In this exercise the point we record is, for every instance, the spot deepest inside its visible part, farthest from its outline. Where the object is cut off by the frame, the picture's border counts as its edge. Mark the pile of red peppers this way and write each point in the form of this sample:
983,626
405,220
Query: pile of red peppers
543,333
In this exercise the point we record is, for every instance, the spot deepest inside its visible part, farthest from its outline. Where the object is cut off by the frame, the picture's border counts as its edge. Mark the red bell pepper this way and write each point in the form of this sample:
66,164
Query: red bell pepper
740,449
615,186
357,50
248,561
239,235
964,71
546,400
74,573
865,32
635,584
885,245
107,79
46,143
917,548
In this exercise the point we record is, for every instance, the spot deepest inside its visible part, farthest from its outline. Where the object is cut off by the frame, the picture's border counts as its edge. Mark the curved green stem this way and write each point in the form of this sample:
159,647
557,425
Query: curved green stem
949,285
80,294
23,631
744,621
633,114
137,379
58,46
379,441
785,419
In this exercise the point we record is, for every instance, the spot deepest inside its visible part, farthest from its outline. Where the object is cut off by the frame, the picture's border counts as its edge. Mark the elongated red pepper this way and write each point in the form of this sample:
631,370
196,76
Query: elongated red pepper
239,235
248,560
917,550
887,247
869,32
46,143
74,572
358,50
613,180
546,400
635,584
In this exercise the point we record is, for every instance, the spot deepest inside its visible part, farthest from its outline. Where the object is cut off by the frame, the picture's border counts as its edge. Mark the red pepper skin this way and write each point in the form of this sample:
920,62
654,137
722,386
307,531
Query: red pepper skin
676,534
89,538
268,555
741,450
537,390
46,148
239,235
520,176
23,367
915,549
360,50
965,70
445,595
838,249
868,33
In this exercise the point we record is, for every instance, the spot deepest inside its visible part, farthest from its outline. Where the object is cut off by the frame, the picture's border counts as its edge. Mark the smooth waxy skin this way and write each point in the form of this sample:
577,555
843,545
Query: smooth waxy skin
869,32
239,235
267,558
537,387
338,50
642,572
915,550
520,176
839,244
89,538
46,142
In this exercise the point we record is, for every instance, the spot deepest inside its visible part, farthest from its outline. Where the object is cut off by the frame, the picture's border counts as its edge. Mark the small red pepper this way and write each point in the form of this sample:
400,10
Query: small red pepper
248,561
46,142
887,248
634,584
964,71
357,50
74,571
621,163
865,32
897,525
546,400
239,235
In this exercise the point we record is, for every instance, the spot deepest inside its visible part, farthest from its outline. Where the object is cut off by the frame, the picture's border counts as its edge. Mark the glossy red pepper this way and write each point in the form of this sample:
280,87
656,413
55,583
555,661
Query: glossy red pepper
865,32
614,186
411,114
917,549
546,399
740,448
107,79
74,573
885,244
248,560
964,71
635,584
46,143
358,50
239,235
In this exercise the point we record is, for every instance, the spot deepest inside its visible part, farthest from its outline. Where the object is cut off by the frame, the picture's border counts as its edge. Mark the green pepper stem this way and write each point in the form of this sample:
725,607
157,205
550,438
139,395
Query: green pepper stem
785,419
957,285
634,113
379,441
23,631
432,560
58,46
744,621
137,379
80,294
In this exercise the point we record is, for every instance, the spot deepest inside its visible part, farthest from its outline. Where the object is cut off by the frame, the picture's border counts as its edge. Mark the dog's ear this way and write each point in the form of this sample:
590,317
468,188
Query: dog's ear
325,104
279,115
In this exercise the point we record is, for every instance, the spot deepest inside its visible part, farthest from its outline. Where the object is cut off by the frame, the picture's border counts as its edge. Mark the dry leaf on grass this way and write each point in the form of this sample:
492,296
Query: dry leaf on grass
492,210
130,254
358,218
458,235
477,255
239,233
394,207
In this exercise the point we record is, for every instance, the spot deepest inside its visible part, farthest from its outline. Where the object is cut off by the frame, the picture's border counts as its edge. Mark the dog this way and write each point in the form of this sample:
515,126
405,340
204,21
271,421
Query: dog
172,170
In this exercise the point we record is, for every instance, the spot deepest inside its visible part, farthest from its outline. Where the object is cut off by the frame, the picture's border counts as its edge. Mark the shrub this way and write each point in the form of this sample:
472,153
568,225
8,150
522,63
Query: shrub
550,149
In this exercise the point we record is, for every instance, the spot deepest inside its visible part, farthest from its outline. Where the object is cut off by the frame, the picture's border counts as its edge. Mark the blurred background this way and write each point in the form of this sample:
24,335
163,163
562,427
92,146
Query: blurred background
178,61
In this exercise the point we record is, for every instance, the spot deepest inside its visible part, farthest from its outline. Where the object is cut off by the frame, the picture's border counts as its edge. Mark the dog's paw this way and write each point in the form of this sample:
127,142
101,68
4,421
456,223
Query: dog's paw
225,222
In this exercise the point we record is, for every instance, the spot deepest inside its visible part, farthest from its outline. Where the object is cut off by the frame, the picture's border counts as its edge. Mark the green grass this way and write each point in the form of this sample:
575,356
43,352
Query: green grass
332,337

*-*-*

> Your instructions:
Reproduce all of the material above word for word, line by line, in its original order.

> In response:
In this exercise the point we record is, for every instance, the spot deepest inside its visible part, farthest from its outline. Where the object is cut off by the frame, the picture's border counts as its edge. Mark the pile of red peppers this way and write each point in the form of this sample:
983,626
405,220
Query: pile of red peppers
543,333
In this exercise the point we record is, for every instance, the spot deepest inside its visible part, farthest from its outline. Where the object is cut off by the frame, the picture's border counts as its edge. Mark the red bell pepper this way and write each point in the form of this sample:
66,164
Query: red bell pepper
740,449
615,186
357,50
248,561
239,235
964,71
546,400
74,573
865,32
635,584
885,245
107,79
46,143
917,548
In this exercise the point we record is, for every instance, the spot deepest inside its visible part, farthest from its outline. Where the object is cut off by the frame, the picture's border counts as its edge. Mark the curved green stem this way and write each point in the form of this sample:
159,647
557,425
Query: curved green stem
949,285
80,294
23,631
744,621
633,114
137,379
58,46
379,441
785,419
In this exercise the point we record is, for every instance, the spot deepest inside its visible part, farthest from its outline. Where the object is cut off by the frame, the picture's border counts as its edge. Mark the elongated red pepper this way and write each point in the form of this sample:
631,370
196,76
Query: elongated red pepper
239,235
248,560
917,550
887,247
869,32
46,143
74,572
358,50
613,180
546,400
635,584
In this exercise the point we record is, for every instance, the spot deepest inside its visible part, farthest from its outline. Where the object is cut off by the frame, the picture's border counts as its edge. Mark the red pepper skin this way and write each point in the form of this sample:
920,62
654,137
722,386
307,531
Query: red pepper skin
676,534
89,538
268,555
741,450
537,390
46,148
239,235
520,176
23,367
915,549
360,50
965,70
445,595
838,249
868,33
In this exercise the point we record is, for every instance, the spot deepest inside its visible part, farthest from its outline. Where the object is cut off by the frame, the picture's border counts as its edge. Mark the smooth waxy skin this way and write each point in the form of this sample:
577,555
843,545
Query: smooth waxy skin
869,32
239,235
267,558
537,387
338,50
642,572
915,550
520,176
839,244
89,538
46,142
In this exercise the point we record is, for every instance, the spot deepest inside its visible part, farthest from its outline. Where the object is cut off by the frame, the picture's border counts as its edge. Mark the small red pepper this way and write each point in the form of this sample:
400,10
Query: small red pepper
248,561
46,142
887,248
634,584
964,71
357,50
74,571
621,163
865,32
897,525
546,400
239,235
In this exercise the point we record is, for every instance, the spot deepest inside its visible part, farthest from its outline. Where the object is cut off by the frame, the picture's border counts as its edge. Mark the glossy red pepper this way and write each point in the form of this sample:
280,87
656,413
55,583
555,661
Query: glossy red pepper
865,32
614,186
411,114
917,549
546,399
740,448
107,79
74,573
885,244
248,560
964,71
635,584
46,143
358,50
239,235
In this exercise the point we record is, for every instance, the spot deepest inside its visible part, farthest from its outline. Where the object is cut off by the frame, the picture's border counts as its edge. Mark the green pepper stem this way and write each point in the form of this sample:
725,607
157,205
550,438
139,395
Query: green pepper stem
785,419
957,285
634,113
379,441
23,631
432,560
58,46
744,621
137,379
80,294
In this exercise the point we record is, for every instance, the spot deepest inside its visible part, farthest from its outline. Where the object is cut off by the frame, the picture's border counts as its edge. Mark the dog's ear this way and write each point in the form of this sample:
590,317
468,188
Query: dog's ear
325,104
279,115
In this exercise the point we record is, for every instance, the spot deepest inside its visible part, farthest from its outline. Where the object is cut off by the frame, the picture's border counts as its edge. Mark the dry leaf on grass this way and write each point in the form of this sample:
492,296
Query: dry leaf on grass
492,210
130,254
358,218
458,235
477,255
239,233
394,207
In this exercise the point we record is, for every instance, the spot deepest inside its visible part, farthest from its outline. Where the object is cut off by the frame, the picture's border counts as its edge. Mark the dog this way and write each point in the form of this sample:
515,126
405,340
204,21
271,421
Query: dog
172,170
In this exercise the point we record is, for every instance, the spot deepest inside its visible part, farthest from its outline. Where the object is cut off by the frame, the picture's border counts as its edge. Mark the shrub this way and write each point in the form of this sample:
472,153
568,225
8,150
522,63
Query: shrub
550,149
In this exercise the point we record is, for every instance, the spot deepest inside its visible part, farthest from its outline. Where the object is cut off by the frame, the picture's border counts as its edge. Mark the blurred background this way and write each point in the form of this sample:
24,335
163,163
562,427
92,146
Query: blurred background
178,61
In this exercise the point we record is, for every instance, the spot deepest inside its visible part, farthest from its outline. Where the object is cut off by the frame, the picture's border counts as its edge. Mark the dog's paw this way and write each point in the form of this sample:
127,142
101,68
4,421
456,223
Query: dog's paw
225,222
In this exercise the point we record is, for every instance, the spot deepest inside its visible part, farthest from its outline. Where the object is cut off by the frame, the picture's border counts as its edge. Mark the green grass this way and write each point in the form of this sample:
575,356
43,352
Query: green grass
332,337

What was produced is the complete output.